* [Task requirements]: Find each line in the items below that contains the word "mountain" and copy those lines out.
--- START ---
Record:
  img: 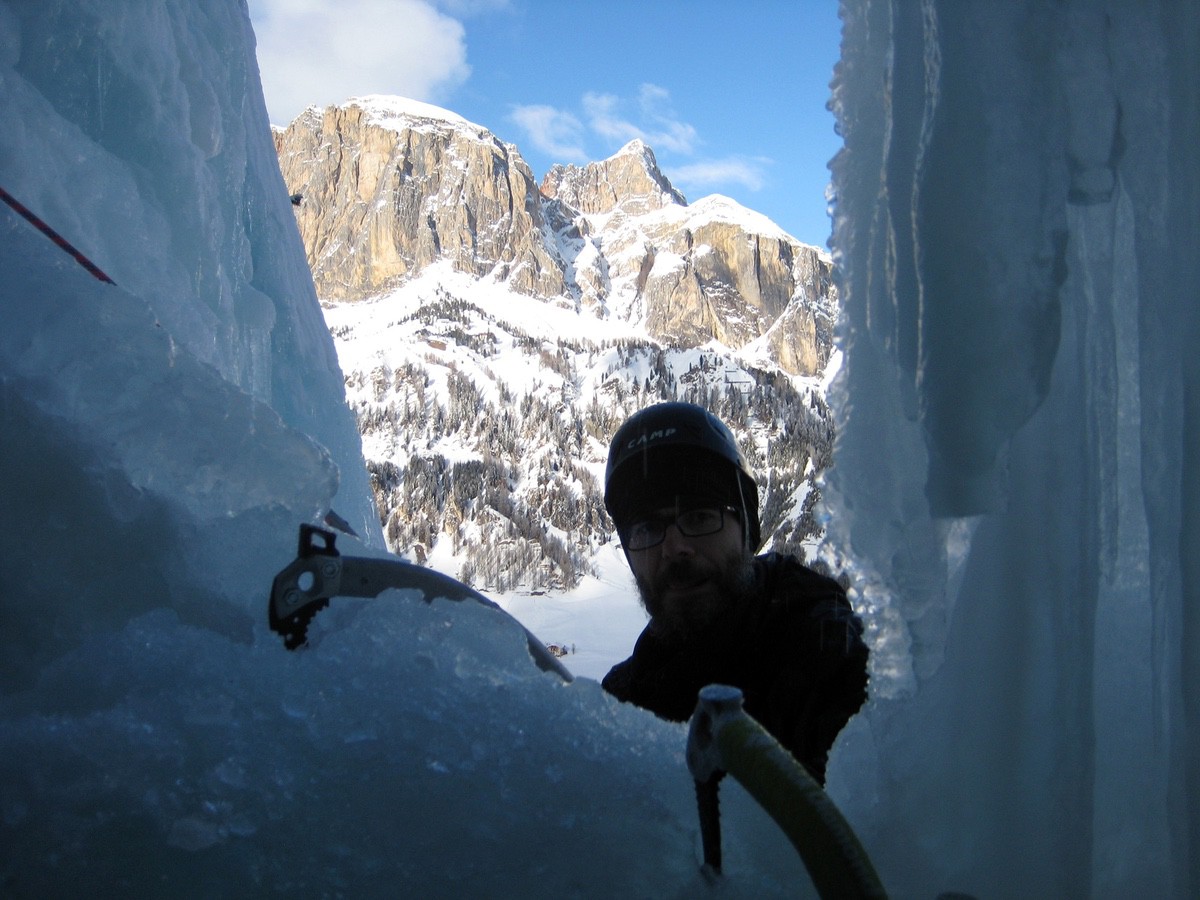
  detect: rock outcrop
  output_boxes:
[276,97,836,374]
--- END ---
--- START ---
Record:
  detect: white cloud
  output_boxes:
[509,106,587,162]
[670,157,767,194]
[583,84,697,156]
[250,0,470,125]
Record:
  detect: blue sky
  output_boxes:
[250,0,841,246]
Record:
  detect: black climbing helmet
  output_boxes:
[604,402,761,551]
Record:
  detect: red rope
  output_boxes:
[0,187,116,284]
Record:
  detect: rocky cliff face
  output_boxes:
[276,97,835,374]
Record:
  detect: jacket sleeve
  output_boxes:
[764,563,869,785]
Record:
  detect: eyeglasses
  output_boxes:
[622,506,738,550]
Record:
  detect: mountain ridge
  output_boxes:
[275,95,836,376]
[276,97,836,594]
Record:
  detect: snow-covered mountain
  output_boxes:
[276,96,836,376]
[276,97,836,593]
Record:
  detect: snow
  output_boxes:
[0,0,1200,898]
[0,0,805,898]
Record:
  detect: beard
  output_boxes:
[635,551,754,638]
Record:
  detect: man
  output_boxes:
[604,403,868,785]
--- END ---
* [Completed task]:
  detect: mountain ridge
  detect: snow-covered mountain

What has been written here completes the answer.